Format the entries below as a JSON list of strings, with one string for each line and no blank lines.

START EXERCISE MATERIALS

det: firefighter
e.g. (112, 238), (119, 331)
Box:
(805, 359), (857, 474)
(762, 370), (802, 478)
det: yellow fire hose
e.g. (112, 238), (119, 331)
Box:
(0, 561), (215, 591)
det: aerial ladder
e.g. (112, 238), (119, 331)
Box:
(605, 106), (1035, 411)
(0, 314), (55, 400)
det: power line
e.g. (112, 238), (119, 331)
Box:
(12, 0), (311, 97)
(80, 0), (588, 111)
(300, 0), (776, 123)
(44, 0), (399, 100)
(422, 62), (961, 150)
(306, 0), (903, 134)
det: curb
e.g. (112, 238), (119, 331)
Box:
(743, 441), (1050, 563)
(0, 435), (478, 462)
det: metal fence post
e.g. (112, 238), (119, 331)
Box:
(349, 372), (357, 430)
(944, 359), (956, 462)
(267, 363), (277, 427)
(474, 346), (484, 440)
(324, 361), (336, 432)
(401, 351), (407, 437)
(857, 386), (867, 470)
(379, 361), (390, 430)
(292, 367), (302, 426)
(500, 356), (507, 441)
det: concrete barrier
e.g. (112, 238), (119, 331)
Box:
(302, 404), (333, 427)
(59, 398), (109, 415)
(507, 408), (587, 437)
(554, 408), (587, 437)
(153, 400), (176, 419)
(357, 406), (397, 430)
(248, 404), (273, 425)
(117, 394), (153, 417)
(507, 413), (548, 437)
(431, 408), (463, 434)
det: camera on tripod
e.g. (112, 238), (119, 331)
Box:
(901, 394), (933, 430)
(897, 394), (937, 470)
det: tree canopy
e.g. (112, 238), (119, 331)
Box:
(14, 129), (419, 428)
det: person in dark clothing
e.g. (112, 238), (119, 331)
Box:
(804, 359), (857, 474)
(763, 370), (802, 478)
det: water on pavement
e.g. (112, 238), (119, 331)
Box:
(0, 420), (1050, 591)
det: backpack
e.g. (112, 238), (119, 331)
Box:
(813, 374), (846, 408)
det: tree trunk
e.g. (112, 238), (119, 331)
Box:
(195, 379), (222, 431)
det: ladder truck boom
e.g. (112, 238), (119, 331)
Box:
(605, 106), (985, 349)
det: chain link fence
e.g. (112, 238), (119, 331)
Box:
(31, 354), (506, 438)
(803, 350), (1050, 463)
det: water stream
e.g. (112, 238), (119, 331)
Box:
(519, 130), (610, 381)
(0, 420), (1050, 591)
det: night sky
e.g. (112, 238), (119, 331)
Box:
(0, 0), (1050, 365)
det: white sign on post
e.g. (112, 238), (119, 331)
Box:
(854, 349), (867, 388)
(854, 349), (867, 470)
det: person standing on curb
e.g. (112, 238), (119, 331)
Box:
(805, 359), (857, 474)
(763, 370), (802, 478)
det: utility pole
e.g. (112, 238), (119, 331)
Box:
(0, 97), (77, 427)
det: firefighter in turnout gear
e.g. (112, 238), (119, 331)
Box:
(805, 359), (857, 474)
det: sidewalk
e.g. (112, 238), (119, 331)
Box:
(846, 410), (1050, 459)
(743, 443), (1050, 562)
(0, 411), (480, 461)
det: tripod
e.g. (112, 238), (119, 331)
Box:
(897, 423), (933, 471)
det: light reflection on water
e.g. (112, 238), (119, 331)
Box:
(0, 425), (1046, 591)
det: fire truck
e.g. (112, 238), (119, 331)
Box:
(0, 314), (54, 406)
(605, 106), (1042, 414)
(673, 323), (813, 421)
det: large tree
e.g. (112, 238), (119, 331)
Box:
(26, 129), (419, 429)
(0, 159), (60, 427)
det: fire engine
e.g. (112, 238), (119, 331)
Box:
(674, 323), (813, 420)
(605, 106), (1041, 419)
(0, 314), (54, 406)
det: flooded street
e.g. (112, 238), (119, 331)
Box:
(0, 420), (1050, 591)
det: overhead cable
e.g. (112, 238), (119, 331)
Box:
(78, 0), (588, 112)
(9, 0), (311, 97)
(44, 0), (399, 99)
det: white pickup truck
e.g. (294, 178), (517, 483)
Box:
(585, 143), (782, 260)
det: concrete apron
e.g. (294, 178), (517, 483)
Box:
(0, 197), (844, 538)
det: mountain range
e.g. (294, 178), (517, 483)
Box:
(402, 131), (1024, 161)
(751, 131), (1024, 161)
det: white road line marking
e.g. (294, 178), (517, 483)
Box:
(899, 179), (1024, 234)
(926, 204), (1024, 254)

END EXERCISE MATERIALS

§ **RESPONSE**
[
  "det: firefighter",
  "e.g. (112, 238), (119, 331)",
  "Box:",
  "(805, 359), (857, 474)",
  "(762, 370), (802, 478)",
  "det: yellow fire hose",
  "e.g. (112, 238), (119, 331)",
  "Box:",
  "(0, 561), (215, 591)",
  "det: aerial ladder",
  "e.g. (112, 238), (119, 331)",
  "Box:",
  "(605, 106), (1035, 411)",
  "(0, 314), (55, 400)",
  "det: power line",
  "e.g. (112, 238), (119, 331)",
  "Box:",
  "(12, 0), (311, 97)",
  "(80, 0), (588, 111)",
  "(300, 0), (776, 123)",
  "(44, 0), (399, 100)",
  "(422, 62), (961, 150)",
  "(306, 0), (903, 134)",
  "det: curb",
  "e.g. (112, 238), (119, 331)",
  "Box:",
  "(743, 441), (1050, 563)",
  "(0, 435), (478, 462)",
  "det: metal fence post",
  "e.g. (112, 238), (119, 331)",
  "Box:",
  "(349, 372), (357, 430)",
  "(944, 359), (956, 462)",
  "(267, 363), (277, 427)",
  "(474, 346), (484, 440)",
  "(324, 361), (336, 432)",
  "(401, 351), (407, 437)",
  "(857, 386), (867, 470)",
  "(379, 361), (390, 430)",
  "(292, 367), (302, 426)",
  "(500, 356), (507, 441)",
  "det: concrete barrier",
  "e.g. (112, 238), (119, 331)",
  "Box:",
  "(302, 404), (333, 427)",
  "(59, 398), (109, 415)",
  "(507, 408), (587, 437)",
  "(554, 408), (587, 437)",
  "(153, 400), (176, 419)",
  "(357, 406), (397, 430)",
  "(248, 404), (273, 425)",
  "(117, 394), (153, 417)",
  "(507, 413), (548, 437)",
  "(431, 408), (463, 434)",
  "det: camera on tripod",
  "e.g. (112, 238), (119, 331)",
  "Box:",
  "(901, 394), (933, 430)",
  "(897, 394), (937, 470)",
  "det: tree canopy",
  "e.g. (112, 238), (119, 331)",
  "Box:",
  "(14, 129), (419, 428)",
  "det: person in dark clothing",
  "e.g. (112, 238), (119, 331)",
  "Box:",
  "(804, 359), (857, 474)",
  "(763, 370), (802, 478)",
  "det: water on pavement",
  "e.g. (112, 238), (119, 331)",
  "Box:",
  "(0, 420), (1050, 591)",
  "det: backpack",
  "e.g. (112, 238), (119, 331)",
  "Box:",
  "(813, 374), (846, 408)",
  "det: tree trunk",
  "e.g. (112, 238), (119, 331)",
  "Box:",
  "(195, 379), (222, 431)",
  "det: ladder truck boom",
  "e.g. (112, 238), (119, 331)",
  "Box:",
  "(605, 106), (985, 349)",
  "det: chain link fence",
  "e.g. (112, 238), (119, 331)",
  "Box:",
  "(31, 354), (506, 438)",
  "(803, 350), (1050, 463)",
  "det: water stream",
  "e.g. (112, 238), (119, 331)",
  "Box:",
  "(519, 130), (610, 381)",
  "(0, 420), (1050, 591)",
  "det: night sky",
  "e.g. (112, 238), (119, 331)",
  "Box:",
  "(0, 0), (1050, 365)",
  "det: white sign on post",
  "e.g. (112, 238), (119, 331)",
  "Box:",
  "(854, 349), (867, 388)",
  "(854, 349), (867, 470)",
  "det: person standing on curb",
  "e.g. (112, 238), (119, 331)",
  "Box:",
  "(805, 359), (857, 474)",
  "(763, 370), (802, 478)",
  "det: utility pole",
  "e.g. (112, 238), (119, 331)",
  "Box:",
  "(0, 97), (77, 427)",
  "det: firefighter in turnout gear",
  "e.g. (112, 238), (119, 331)",
  "Box:",
  "(805, 359), (857, 474)",
  "det: sidewalk",
  "e.g. (112, 238), (119, 331)",
  "Box:",
  "(846, 410), (1050, 459)",
  "(743, 443), (1050, 562)",
  "(0, 411), (480, 461)",
  "det: tripod",
  "e.g. (112, 238), (119, 331)",
  "Box:",
  "(897, 423), (933, 471)",
  "det: light reflection on water",
  "e.g. (112, 238), (119, 331)",
  "Box:",
  "(0, 425), (1046, 591)",
  "det: fire truck",
  "e.g. (112, 238), (119, 331)",
  "Box:",
  "(0, 314), (54, 406)",
  "(605, 106), (1042, 414)",
  "(673, 323), (813, 421)",
  "det: large tree",
  "e.g. (112, 238), (119, 331)",
  "Box:",
  "(26, 129), (419, 429)",
  "(0, 159), (60, 427)",
  "det: fire engine",
  "e.g. (112, 238), (119, 331)",
  "Box:",
  "(674, 323), (813, 420)",
  "(605, 106), (1041, 419)",
  "(0, 314), (54, 406)",
  "det: flooded street",
  "e.g. (112, 238), (119, 331)",
  "Box:",
  "(0, 420), (1050, 591)",
  "det: overhead cable",
  "e.g. (112, 238), (119, 331)",
  "Box:",
  "(78, 0), (588, 112)",
  "(9, 0), (311, 97)",
  "(44, 0), (399, 99)",
  "det: white pickup truck",
  "e.g. (294, 178), (517, 483)",
  "Box:",
  "(585, 143), (782, 260)",
  "det: concrete apron",
  "e.g. (294, 178), (517, 483)",
  "Box:",
  "(0, 197), (844, 538)",
  "det: mountain range",
  "e.g. (294, 178), (517, 483)",
  "Box:",
  "(402, 131), (1024, 161)",
  "(751, 131), (1024, 161)",
  "det: white road line marking",
  "e.g. (294, 178), (517, 483)",
  "Box:",
  "(899, 179), (1024, 234)",
  "(926, 204), (1024, 254)"
]